(Point-based annotation data)

◆ ◆ ◆ ◆

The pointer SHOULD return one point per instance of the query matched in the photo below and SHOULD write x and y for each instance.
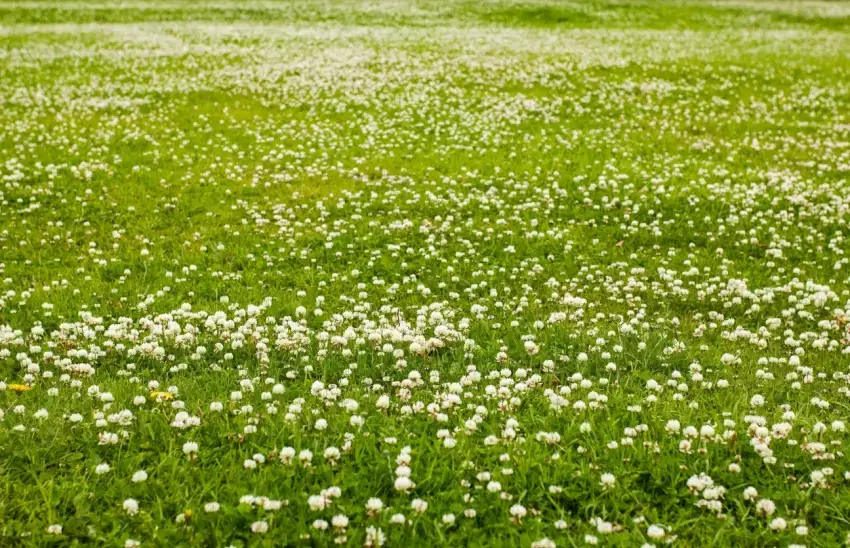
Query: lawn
(424, 273)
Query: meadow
(424, 273)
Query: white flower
(607, 480)
(131, 506)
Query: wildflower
(131, 507)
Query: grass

◆ ◆ ◆ ◆

**EXERCISE REQUIREMENTS**
Please rename "instance" to "occurrence" throughout all the records above and write them out again with nothing else altered. Omit the pictures from your answer.

**RESPONSE**
The pointer SHOULD return one point per occurrence of the query matched in the photo below and SHOULD write x and y for each occurrence.
Query: lawn
(424, 273)
Query: meadow
(424, 273)
Query: white flower
(607, 480)
(131, 506)
Query: wildflower
(131, 507)
Query: grass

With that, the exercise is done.